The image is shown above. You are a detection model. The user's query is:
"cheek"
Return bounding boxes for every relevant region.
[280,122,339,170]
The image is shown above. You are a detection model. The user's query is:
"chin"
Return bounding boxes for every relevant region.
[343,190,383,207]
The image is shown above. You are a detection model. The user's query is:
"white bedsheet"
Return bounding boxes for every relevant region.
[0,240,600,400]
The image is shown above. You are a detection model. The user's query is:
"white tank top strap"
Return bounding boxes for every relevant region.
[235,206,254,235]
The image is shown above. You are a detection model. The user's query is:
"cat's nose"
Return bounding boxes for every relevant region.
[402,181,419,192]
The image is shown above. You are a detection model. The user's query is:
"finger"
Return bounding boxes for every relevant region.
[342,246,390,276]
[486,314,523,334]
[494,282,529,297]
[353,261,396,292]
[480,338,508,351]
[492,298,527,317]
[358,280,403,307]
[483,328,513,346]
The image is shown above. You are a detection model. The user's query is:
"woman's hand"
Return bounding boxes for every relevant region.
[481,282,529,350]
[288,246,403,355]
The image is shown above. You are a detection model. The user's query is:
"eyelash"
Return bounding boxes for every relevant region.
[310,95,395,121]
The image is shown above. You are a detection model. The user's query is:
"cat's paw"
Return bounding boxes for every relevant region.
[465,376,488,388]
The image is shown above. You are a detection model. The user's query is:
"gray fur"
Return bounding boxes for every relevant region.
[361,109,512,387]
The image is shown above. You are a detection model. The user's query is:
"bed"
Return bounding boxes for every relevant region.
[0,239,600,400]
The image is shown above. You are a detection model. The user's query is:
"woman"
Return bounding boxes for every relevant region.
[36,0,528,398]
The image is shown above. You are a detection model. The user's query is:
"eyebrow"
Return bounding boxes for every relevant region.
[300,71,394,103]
++++
## Directive
Report every line in the records above that contains the string "white", treating uppercase and lowercase as different.

## Full response
"white bedsheet"
"white tank top strap"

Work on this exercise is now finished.